Nah, I just feel Wayne is more creative with his rhymes than Jeezy.
I like wayne because of lyrics like this..

"I pay my dues, you keep the difference......

I tote a toolbox, bitch its hammertime!!!.......

I am legend and I Will smith...."

Those are some of my favorite rhymes off of the song "Let the Beat
Build" which happens to be my favorite song by Weezy.

YEAH!!! Weezy over Jeezy.

And Wayne won best Rap album of the year.

Beat that Jeezy!!!


----------



## GregD88 (Jul 22, 2009)

purplekitty7772008 said:


> Nah, I just feel Wayne is more creative with his rhymes than Jeezy.
> I like wayne because of lyrics like this..
> 
> "I pay my dues, you keep the difference......
> ...


Only because every girl and middle schooler in the world listens to him. He's not a good rapper and he sounds like he's crying in every song.


----------



## purplekitty7772008 (Jul 22, 2009)

GregD88 said:


> Only because every girl and middle schooler in the world listens to him. He's not a good rapper and he sounds like he's crying in every song.


Girls don't make up most of the majority who votes
for him. I don't ever vote. 

Anyone I know listens to him. Honestly.


----------



## GregD88 (Jul 22, 2009)

purplekitty7772008 said:


> Girls don't make up most of the majority who votes
> for him. I don't ever vote.
> 
> Anyone I know listens to him. Honestly.


Just because people listen to him doesn't mean he's good. Everyone I know in their early 20's listens to flo rida and he's whack as fuck. Know one listens to or cares about lyrics or flow anymore. As long as there's enough autotune and a decent beat then people say it's a good song.


----------



## purplekitty7772008 (Jul 22, 2009)

GregD88 said:


> Just because people listen to him doesn't mean he's good. Everyone I know in their early 20's listens to flo rida and he's whack as fuck. Know one listens to or cares about lyrics or flow anymore. As long as there's enough autotune and a decent beat then people say it's a good song.


It means he's good enough.

And actually, I hate Flo Rida, he's wack as fuck.

And I hate autotune too actually. Thats why I didn't even bother
with Kanye's lastest album 808's and Heartbreaks. 

thats why I like this song. 

[youtube]BhludN8yU0s[/youtube]

I think the only person who should do autotune is T-pain.
He's the only one it sounds good on.

And Snoops Sexual Eruption.


----------



## GregD88 (Jul 22, 2009)

purplekitty7772008 said:


> It means he's good enough.
> 
> And actually, I hate Flo Rida, he's wack as fuck.
> 
> ...


Death of autotune's pretty good. Tpains actually pretty good at rapping he just never does it, I don't like his normal music though.


----------



## sogbunn (Jul 22, 2009)

INFORMATION PROVIDED.
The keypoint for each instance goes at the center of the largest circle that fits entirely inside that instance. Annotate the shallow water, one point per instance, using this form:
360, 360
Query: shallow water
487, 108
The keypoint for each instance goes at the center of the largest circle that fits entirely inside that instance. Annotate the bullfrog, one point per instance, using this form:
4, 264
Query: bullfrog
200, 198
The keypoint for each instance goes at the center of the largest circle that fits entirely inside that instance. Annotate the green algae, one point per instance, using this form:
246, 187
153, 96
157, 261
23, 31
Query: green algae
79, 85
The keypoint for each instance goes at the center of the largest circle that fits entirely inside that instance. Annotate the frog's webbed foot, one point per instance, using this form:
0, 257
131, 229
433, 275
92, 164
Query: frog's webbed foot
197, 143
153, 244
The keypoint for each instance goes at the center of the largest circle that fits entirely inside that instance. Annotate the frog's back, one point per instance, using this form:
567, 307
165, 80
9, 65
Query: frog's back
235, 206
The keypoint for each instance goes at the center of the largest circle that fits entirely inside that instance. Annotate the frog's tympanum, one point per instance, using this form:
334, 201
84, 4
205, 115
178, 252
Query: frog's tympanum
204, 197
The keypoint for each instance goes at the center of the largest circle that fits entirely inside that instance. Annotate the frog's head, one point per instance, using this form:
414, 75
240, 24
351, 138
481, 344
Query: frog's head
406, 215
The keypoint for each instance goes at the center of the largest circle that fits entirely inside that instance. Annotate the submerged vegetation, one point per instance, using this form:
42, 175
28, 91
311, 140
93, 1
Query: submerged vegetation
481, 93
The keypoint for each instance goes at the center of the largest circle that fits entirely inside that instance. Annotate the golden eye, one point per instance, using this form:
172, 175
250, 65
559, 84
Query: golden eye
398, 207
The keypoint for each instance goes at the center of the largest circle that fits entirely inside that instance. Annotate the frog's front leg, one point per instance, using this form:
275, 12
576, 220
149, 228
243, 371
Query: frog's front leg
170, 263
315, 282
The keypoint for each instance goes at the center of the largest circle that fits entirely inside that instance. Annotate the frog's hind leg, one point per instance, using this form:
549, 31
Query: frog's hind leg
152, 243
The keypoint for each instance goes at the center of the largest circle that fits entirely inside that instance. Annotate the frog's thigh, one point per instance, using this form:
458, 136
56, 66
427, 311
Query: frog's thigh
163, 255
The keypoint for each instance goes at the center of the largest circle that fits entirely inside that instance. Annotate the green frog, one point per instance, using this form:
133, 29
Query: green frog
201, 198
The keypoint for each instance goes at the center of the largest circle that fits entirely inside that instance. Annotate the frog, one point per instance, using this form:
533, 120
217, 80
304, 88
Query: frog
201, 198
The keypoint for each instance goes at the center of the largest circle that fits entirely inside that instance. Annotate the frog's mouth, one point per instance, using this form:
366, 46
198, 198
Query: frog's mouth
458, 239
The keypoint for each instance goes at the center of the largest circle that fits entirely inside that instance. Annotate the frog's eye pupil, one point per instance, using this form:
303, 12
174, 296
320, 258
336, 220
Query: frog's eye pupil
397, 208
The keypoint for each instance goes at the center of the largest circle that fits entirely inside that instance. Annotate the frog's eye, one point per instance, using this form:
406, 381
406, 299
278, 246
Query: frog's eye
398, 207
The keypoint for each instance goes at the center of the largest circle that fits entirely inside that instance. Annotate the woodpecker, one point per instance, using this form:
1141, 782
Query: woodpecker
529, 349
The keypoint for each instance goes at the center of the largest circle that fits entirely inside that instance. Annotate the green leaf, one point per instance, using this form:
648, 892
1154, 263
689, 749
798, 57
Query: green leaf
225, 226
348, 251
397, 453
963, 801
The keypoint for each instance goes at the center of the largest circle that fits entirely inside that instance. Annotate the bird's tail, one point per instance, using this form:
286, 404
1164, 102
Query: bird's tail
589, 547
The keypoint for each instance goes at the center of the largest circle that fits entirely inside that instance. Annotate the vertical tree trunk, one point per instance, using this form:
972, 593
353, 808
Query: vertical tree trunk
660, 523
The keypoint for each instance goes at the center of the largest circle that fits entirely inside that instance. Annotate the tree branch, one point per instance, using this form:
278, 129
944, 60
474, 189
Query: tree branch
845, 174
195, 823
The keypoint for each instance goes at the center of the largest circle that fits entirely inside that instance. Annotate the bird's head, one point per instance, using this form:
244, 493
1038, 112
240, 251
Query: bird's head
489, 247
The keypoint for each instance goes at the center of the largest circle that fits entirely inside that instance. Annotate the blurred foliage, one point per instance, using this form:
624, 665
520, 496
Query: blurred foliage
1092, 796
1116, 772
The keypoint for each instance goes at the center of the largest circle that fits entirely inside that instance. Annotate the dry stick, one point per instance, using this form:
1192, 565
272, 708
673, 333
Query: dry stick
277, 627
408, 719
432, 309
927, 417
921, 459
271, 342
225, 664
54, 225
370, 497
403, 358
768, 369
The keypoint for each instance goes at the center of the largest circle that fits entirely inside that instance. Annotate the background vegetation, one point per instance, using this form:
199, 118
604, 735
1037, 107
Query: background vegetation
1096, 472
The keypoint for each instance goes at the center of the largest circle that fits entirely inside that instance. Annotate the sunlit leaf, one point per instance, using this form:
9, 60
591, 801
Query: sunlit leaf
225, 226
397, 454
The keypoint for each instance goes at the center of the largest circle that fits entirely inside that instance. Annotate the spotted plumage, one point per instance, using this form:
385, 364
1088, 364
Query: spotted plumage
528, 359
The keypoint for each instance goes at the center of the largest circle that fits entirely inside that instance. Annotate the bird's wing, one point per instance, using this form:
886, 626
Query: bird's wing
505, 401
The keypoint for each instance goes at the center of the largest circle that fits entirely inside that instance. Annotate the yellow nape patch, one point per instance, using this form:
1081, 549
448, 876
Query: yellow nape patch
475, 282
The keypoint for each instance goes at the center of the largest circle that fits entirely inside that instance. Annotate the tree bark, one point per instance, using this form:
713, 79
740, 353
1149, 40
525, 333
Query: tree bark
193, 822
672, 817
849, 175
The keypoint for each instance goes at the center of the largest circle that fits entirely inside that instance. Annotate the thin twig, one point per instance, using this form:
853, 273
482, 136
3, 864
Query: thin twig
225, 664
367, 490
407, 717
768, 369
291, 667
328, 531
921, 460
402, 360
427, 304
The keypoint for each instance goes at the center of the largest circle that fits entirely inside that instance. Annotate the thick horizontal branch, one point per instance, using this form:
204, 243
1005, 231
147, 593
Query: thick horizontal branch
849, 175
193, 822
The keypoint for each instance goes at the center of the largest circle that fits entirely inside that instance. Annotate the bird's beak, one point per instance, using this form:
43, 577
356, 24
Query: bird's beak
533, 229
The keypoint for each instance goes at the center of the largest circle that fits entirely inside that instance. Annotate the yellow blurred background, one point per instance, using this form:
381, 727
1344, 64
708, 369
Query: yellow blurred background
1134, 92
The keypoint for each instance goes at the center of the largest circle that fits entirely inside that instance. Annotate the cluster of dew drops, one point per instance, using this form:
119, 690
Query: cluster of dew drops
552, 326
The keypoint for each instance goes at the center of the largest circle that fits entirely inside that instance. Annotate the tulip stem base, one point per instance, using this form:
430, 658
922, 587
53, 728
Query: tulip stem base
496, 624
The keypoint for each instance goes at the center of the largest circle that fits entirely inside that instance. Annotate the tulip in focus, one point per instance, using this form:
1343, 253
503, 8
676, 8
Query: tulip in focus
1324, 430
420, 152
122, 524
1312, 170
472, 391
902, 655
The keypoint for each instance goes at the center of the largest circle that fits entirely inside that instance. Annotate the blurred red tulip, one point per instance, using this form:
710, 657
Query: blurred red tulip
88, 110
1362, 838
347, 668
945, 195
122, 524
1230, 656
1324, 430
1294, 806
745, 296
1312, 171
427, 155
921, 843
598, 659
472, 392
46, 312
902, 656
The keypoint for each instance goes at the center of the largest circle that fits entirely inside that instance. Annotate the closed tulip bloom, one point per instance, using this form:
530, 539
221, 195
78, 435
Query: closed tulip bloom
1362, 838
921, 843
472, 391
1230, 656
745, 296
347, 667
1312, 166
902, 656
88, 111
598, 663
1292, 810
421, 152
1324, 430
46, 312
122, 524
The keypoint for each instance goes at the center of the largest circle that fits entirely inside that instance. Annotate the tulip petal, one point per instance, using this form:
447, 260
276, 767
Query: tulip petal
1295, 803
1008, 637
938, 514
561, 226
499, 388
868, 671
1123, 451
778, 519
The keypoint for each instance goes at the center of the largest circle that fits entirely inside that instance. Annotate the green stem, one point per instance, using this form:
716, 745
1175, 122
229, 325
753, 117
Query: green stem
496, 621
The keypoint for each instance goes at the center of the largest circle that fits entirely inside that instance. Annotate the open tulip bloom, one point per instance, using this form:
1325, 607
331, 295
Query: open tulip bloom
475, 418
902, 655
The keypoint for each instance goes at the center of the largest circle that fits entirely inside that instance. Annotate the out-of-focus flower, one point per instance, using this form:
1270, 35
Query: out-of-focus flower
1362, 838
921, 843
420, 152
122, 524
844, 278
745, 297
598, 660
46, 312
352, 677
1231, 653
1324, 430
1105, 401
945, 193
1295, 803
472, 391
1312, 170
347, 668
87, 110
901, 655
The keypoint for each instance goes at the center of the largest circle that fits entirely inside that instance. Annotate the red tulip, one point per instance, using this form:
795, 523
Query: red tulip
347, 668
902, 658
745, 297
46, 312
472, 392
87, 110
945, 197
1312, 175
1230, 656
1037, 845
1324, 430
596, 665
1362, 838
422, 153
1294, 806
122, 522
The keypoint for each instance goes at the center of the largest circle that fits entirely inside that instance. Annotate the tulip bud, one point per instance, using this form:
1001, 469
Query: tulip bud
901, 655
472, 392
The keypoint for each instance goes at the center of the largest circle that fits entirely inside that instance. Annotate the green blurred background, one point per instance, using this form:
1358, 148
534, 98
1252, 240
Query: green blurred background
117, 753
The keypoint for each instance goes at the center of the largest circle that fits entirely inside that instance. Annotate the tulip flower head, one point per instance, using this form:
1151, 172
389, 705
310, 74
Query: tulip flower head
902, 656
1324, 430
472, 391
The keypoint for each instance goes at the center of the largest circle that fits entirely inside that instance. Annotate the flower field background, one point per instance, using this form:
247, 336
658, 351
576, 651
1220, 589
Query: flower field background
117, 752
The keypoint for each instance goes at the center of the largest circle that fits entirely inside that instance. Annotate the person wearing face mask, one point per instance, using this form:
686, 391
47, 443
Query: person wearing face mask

TO-DO LIST.
a) Write out the part of the forum thread from "Death of autotune's" to "sogbunn (Jul 22, 2009)".
b) Decide whether each statement agrees with the forum thread, answering yes or no and quoting the words of the thread that settle it: (i) The first post calls "Let the Beat Build" its writer's favorite song by Weezy. (ii) purplekitty7772008 says they vote regularly. (iii) GregD88 says he likes T-pain's normal music.

EXPECTED RESULTS.
a)
Death of autotune's pretty good. Tpains actually pretty good at rapping he just never does it, I don't like his normal music though.


----------



## sogbunn (Jul 22, 2009)

b)
(i) Yes: "which happens to be my favorite song by Weezy."
(ii) No: "I don't ever vote."
(iii) No: "I don't like his normal music though."